>> Start Materials provided
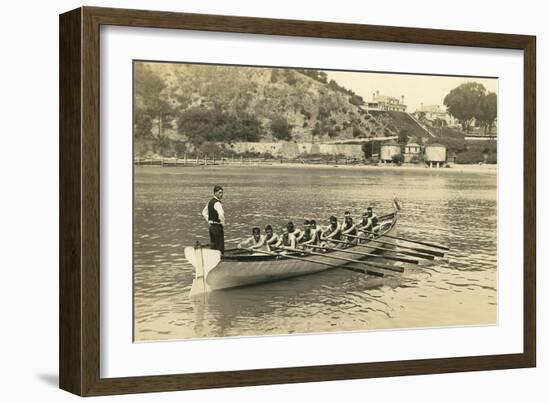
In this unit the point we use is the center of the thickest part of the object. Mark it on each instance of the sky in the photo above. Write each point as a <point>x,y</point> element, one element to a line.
<point>417,89</point>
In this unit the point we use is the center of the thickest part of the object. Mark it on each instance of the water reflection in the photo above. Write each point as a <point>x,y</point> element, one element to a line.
<point>448,207</point>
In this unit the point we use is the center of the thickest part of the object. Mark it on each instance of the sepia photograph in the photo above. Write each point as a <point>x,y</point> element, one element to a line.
<point>278,201</point>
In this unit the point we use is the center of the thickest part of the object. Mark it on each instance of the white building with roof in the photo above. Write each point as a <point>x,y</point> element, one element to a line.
<point>386,103</point>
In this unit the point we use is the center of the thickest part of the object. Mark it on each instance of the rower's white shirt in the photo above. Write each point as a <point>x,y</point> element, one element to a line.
<point>218,207</point>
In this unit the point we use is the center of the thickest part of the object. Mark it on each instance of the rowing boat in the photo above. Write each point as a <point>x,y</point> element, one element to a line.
<point>237,268</point>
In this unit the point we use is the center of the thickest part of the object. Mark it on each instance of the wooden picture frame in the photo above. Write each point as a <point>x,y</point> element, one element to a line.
<point>79,280</point>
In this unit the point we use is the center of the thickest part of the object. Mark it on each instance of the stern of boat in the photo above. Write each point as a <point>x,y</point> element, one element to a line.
<point>203,260</point>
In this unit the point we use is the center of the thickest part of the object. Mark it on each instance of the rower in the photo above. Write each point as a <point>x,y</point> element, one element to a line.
<point>368,225</point>
<point>332,232</point>
<point>363,226</point>
<point>349,228</point>
<point>270,238</point>
<point>256,241</point>
<point>286,240</point>
<point>292,230</point>
<point>373,220</point>
<point>305,235</point>
<point>311,235</point>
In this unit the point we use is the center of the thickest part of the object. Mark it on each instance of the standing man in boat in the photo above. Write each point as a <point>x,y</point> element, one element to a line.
<point>213,213</point>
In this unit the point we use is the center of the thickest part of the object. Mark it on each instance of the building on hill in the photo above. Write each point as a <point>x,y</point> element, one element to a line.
<point>388,151</point>
<point>411,152</point>
<point>386,103</point>
<point>435,155</point>
<point>432,113</point>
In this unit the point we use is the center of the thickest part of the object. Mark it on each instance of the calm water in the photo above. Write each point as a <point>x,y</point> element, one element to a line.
<point>445,206</point>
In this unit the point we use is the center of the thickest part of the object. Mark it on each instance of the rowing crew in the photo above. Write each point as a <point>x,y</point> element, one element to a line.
<point>312,236</point>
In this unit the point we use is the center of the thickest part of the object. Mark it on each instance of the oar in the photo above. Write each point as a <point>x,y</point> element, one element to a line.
<point>432,245</point>
<point>357,270</point>
<point>398,269</point>
<point>327,255</point>
<point>421,250</point>
<point>420,255</point>
<point>396,258</point>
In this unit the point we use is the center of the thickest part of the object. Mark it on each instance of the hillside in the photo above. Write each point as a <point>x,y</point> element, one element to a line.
<point>183,106</point>
<point>397,121</point>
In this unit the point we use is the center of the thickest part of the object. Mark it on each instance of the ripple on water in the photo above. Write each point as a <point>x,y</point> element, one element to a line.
<point>447,208</point>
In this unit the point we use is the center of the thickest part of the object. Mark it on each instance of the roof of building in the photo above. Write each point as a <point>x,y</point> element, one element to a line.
<point>430,108</point>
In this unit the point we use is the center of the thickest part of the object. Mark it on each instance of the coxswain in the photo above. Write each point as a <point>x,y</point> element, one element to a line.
<point>256,241</point>
<point>214,215</point>
<point>270,238</point>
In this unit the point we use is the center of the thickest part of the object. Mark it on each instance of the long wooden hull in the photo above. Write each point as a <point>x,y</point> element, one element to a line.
<point>246,269</point>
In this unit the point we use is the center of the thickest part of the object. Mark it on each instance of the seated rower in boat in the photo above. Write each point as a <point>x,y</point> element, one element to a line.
<point>368,225</point>
<point>270,238</point>
<point>349,228</point>
<point>311,235</point>
<point>332,232</point>
<point>293,230</point>
<point>256,241</point>
<point>286,240</point>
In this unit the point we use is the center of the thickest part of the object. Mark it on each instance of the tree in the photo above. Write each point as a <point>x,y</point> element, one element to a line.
<point>200,124</point>
<point>463,102</point>
<point>152,109</point>
<point>487,112</point>
<point>280,129</point>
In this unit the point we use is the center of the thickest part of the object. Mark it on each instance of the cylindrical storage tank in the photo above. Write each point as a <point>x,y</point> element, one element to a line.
<point>435,153</point>
<point>388,151</point>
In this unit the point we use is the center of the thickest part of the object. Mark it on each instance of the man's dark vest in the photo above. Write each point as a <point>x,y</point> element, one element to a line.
<point>212,213</point>
<point>286,240</point>
<point>338,235</point>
>> End Materials provided
**Exercise instructions:**
Give back every line of the material above, unchanged and in the same order, but leave out the pictures.

**Answer to the task:**
In this unit the point we use is the center of the thickest part of the object. Mark it on each instance of the sky in the photo above. Write each point as a <point>x,y</point> element, one element to a line.
<point>417,89</point>
In this unit the point we use is the center of the thickest part of the object. Mark it on each instance of the water reflection in the photo above. Write each point as a <point>x,y</point> element, one element to a line.
<point>448,207</point>
In this unit the point we use is the center of the thickest part of the object. Mark it on each instance of the sepia photograph in the photo above. Write each point as a <point>x,y</point> element, one element to a line.
<point>278,201</point>
In this unit the point we use is the center of the thickest part of the object. Mark it on each instance of the white building with roof in the photo above. Write each point as a <point>x,y</point> element, one element to a line.
<point>386,103</point>
In this unit the point we use is the center of the thickest part of the object. Mark it on each instance of the rower's white shirt in the photo above. Write each point as a <point>x,y</point> element, one element to a line.
<point>218,207</point>
In this unit the point we use is the center of the thickest part of the object. Mark it on each instance of the rowing boat in the photo above. Write each point as a <point>x,y</point> element, one element to a line.
<point>237,268</point>
In this unit the point we use is the center of the thickest part of the object. Mark it on each instance of the wooden picture frame in the photo above. Write each point as a <point>x,y</point> element, one element to a line.
<point>79,280</point>
In this unit the point we use is the center of the thickest part of the object. Mark it on each instance of the stern of boat in the photo above. Write each point as a <point>x,y</point> element, one element to a line.
<point>203,260</point>
In this unit the point we use is the center of the thickest part of the object. Mark it on each instance of the rower in the photo above. Write each point as a <point>x,y</point> element, one element to a line.
<point>368,225</point>
<point>332,232</point>
<point>363,226</point>
<point>349,228</point>
<point>270,238</point>
<point>256,241</point>
<point>286,240</point>
<point>292,230</point>
<point>373,220</point>
<point>305,235</point>
<point>311,235</point>
In this unit the point we use is the center of the thickest part of the object. Mark it on each instance of the standing man in boat in the photo above. Write each point as a <point>x,y</point> element, one element to a line.
<point>213,213</point>
In this unit the point we use is the center of the thickest part of the object. Mark it on each instance of the building on hill in the photo above. Write each point as a <point>x,y</point> element, one element to a line.
<point>388,151</point>
<point>411,152</point>
<point>386,103</point>
<point>435,155</point>
<point>432,113</point>
In this unit the point we use is the center of the thickest part of the object. Mark it on each instance of the calm water in the photo above. Write each point as a <point>x,y</point> element, one element to a line.
<point>445,206</point>
In this unit the point we use is the center of the thickest part of the object. Mark it on each instance of the rowing crew in the photo above. Write each point as a <point>x,y</point> element, one element to a line.
<point>312,236</point>
In this unit the point we use is the center of the thickest part of the object. Mark it on each instance of the oar in the photo above. Write each point as a <point>x,y</point> element, one element to a line.
<point>432,245</point>
<point>357,270</point>
<point>398,269</point>
<point>327,255</point>
<point>421,250</point>
<point>420,255</point>
<point>396,258</point>
In this unit the point we use is the center of the thickest part of the object. Mark it on each instance of the hillside in the photo above. Write each point as a <point>x,y</point> element, one element to a line.
<point>183,106</point>
<point>397,121</point>
In this unit the point we use is the center of the thickest part of the object. Mark it on each instance of the ripple on water in the photo above. Write each point as a <point>x,y</point> element, one element to a line.
<point>447,208</point>
In this unit the point we use is the center of the thickest part of the object. Mark it on each instance of the roof of building in the photo above. Write each point as a <point>x,y</point> element, one element to a line.
<point>430,108</point>
In this unit the point we use is the center of the thickest part of the object. Mark it on each instance of the coxswain in the photo above. Write each point as a <point>x,y</point> element, one element to a line.
<point>256,241</point>
<point>214,215</point>
<point>270,238</point>
In this unit the point we use is the center of the thickest part of the object. Mark it on each instance of the long wooden hull in the photo above. Write each point as a <point>x,y</point> element, one element to a line.
<point>246,269</point>
In this unit the point we use is the center of the thickest part of the object. Mark it on each instance of the seated rower in boat in the photo above. Write each point as a <point>x,y</point> element, one element to a line.
<point>368,225</point>
<point>270,238</point>
<point>349,228</point>
<point>311,235</point>
<point>332,232</point>
<point>293,230</point>
<point>256,241</point>
<point>286,240</point>
In this unit the point we use is the center of the thickest part of the object. Mark it on each instance of the tree in the photo above. Write each point as a <point>x,y</point> element, one element to a line.
<point>200,124</point>
<point>463,102</point>
<point>152,109</point>
<point>487,112</point>
<point>280,129</point>
In this unit the point we use is the center of the thickest part of the object. Mark it on each instance of the cylindrical storage tank in the photo above. Write each point as a <point>x,y</point> element, one element to a line.
<point>435,153</point>
<point>388,151</point>
In this unit the point we use is the center of the thickest part of the object. Mark it on each instance of the man's dark vest in the photo above. Write each point as a <point>x,y</point> element, one element to a line.
<point>212,213</point>
<point>286,240</point>
<point>338,235</point>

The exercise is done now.